__DATA PROVIDED__:

*****

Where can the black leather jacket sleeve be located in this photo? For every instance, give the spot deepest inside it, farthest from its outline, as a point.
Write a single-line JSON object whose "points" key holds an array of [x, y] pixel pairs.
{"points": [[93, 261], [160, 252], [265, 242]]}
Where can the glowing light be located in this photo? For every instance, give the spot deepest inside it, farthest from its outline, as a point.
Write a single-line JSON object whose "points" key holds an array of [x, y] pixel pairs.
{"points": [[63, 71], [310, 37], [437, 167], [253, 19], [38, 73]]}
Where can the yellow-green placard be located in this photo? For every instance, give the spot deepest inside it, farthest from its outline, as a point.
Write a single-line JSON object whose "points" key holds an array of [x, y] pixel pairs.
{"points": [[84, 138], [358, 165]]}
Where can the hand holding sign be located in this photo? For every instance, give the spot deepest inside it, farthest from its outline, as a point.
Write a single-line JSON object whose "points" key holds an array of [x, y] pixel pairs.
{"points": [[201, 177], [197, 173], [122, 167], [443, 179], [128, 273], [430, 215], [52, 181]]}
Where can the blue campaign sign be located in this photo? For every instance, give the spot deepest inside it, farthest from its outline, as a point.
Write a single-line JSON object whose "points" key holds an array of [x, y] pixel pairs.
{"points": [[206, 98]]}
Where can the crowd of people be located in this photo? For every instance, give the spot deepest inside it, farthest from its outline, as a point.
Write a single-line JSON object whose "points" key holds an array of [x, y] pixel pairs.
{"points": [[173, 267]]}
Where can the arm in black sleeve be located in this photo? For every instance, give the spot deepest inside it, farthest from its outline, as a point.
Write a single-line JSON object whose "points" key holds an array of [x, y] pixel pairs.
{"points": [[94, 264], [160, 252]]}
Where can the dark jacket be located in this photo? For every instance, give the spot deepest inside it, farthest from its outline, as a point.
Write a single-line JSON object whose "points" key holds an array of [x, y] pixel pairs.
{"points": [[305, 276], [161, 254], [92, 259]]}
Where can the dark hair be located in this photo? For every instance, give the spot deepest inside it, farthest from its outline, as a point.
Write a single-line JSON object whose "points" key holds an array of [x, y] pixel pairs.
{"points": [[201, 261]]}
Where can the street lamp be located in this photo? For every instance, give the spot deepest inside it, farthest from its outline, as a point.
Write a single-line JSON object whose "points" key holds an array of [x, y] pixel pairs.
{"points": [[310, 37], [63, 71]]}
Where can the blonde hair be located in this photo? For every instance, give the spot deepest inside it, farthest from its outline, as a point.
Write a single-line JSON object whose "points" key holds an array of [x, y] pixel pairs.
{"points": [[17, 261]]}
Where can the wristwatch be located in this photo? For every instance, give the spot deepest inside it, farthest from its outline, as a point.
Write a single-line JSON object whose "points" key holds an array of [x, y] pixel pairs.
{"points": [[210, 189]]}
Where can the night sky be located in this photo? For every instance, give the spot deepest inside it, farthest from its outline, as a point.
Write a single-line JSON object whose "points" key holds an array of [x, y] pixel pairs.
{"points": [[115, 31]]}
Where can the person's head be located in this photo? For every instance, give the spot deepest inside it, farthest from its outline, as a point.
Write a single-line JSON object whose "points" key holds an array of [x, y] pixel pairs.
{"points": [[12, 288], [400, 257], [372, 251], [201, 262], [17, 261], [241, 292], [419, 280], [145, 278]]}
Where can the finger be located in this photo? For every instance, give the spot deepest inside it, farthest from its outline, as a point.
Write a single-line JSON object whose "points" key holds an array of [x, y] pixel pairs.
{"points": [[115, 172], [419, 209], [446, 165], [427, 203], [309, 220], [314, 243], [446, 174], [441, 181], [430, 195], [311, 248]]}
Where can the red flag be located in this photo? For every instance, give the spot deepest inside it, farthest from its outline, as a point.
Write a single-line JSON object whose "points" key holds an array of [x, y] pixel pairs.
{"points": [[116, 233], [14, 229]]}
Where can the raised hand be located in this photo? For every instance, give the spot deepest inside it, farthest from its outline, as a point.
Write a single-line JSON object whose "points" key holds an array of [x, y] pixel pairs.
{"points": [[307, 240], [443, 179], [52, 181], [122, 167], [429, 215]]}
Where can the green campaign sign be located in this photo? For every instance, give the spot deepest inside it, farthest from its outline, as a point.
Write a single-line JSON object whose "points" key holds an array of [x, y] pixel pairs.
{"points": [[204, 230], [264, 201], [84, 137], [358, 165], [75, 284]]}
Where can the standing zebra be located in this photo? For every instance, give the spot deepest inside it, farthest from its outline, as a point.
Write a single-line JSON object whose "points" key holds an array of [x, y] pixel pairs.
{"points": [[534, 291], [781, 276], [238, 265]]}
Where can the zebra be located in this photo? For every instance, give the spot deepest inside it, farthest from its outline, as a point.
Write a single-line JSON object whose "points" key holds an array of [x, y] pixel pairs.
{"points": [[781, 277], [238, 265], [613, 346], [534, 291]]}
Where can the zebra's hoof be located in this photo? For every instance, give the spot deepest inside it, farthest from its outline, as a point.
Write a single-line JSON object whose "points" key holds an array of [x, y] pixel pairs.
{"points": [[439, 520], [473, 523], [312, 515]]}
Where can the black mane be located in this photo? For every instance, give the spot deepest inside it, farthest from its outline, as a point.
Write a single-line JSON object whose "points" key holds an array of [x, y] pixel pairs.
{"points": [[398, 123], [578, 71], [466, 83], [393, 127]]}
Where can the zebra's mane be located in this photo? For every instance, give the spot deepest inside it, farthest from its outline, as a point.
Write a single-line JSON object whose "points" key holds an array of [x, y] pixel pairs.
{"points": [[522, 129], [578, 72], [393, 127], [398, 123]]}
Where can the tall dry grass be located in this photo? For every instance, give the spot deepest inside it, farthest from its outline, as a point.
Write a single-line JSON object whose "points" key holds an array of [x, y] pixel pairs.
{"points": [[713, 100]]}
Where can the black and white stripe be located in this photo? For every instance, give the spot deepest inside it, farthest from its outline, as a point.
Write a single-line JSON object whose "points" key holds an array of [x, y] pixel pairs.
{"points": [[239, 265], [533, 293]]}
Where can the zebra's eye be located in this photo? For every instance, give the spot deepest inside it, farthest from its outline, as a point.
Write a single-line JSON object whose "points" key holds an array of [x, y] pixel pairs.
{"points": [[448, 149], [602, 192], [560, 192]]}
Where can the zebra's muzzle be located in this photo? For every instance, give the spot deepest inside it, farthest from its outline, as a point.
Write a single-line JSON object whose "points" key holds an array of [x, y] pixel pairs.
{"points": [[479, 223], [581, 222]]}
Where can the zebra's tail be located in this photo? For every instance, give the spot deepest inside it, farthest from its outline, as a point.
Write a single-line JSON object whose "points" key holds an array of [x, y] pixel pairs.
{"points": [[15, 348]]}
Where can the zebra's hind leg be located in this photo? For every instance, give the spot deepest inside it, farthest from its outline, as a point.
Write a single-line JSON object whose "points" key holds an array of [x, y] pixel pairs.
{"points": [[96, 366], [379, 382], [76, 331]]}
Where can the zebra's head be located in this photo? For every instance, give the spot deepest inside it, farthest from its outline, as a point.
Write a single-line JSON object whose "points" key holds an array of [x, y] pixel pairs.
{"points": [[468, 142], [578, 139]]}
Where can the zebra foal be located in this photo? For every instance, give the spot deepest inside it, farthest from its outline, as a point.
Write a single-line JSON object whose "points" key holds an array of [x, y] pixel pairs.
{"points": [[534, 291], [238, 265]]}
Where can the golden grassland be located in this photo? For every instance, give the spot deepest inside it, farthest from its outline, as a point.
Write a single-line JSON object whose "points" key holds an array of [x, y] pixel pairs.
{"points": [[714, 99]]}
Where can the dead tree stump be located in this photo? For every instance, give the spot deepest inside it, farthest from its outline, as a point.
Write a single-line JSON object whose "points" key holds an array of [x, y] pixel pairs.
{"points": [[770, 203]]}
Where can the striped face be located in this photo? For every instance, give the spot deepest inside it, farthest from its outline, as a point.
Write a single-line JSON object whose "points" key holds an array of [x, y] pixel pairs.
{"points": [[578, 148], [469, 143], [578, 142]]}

*****

Can you quote exactly the lines from the one containing "Where can the golden" through the last line of the records above, and nothing else?

Where can the golden grassland be located in this photo? For every instance, give the spot deepest inside it, farthest from its outline, as a point.
Write a single-line JSON object whose "points" key holds an array of [x, y] pixel pairs.
{"points": [[714, 99]]}
Where can the dead tree stump be located in this photo? For every instance, give the spot deepest inside it, farthest from its outline, as a point.
Write a single-line JSON object whose "points" key holds an array of [x, y] pixel pairs.
{"points": [[770, 203]]}
Where can the striped face be located in this photo? For every instance, give the spot deepest inside it, farthest from its outline, as a point.
Write a single-line JSON object whose "points" key holds an array of [x, y] pixel pairs.
{"points": [[578, 148], [469, 143], [578, 142]]}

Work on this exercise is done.